Survey: What Keeps Network Administrators Up At NightSixth annual survey of 320 network and systems admins shows a noticeable decrease in IT budgets
BOCA RATON, FL and ALBUQUERQUE, NM, May 14, 2009 / PRNewswire / — According to findings from the sixth annual "What Keeps Network Administrators Up At Night" survey commissioned by VanDyke Software and executed by Amplitude Research, the world of enterprise network and systems administrators has seen IT budget landscapes turned upside down, producing a dynamic of IT security "haves" and "have nots" " with differing levels of confidence to manage IT security priorities and challenges.
Reversal of fortune for IT budgets
This year's survey of 320 network and systems administrators conducted the third week of April found that 41% were seeing a decrease in their company's 2009 overall IT budget as compared to 2008, while 22% were seeing an increase. In the 2008 survey, only 18% were seeing a decrease in their company's 2008 IT budget as compared to 2007, while 44% were seeing an increase.

Data block =
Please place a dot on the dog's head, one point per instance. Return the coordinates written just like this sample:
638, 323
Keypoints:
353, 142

Your tasks =
1. Retype the part of the network administrators survey text that begins at the words "Survey: What Keeps" and stops after "priorities and challenges.".
2. Rewrite the paragraph of the network administrators survey text that opens with "This year's survey of 320" as a short list, keeping its main facts.

Solutions in order =
1.
Survey: What Keeps Network Administrators Up At NightSixth annual survey of 320 network and systems admins shows a noticeable decrease in IT budgets
BOCA RATON, FL and ALBUQUERQUE, NM, May 14, 2009 / PRNewswire / — According to findings from the sixth annual "What Keeps Network Administrators Up At Night" survey commissioned by VanDyke Software and executed by Amplitude Research, the world of enterprise network and systems administrators has seen IT budget landscapes turned upside down, producing a dynamic of IT security "haves" and "have nots" " with differing levels of confidence to manage IT security priorities and challenges.

2.
- This year's survey covered 320 network and systems administrators and was conducted in the third week of April.
- Comparing their company's 2009 overall IT budget with 2008, 41% saw a decrease and 22% saw an increase.
- In the 2008 survey, comparing the 2008 IT budget with 2007, only 18% saw a decrease and 44% saw an increase.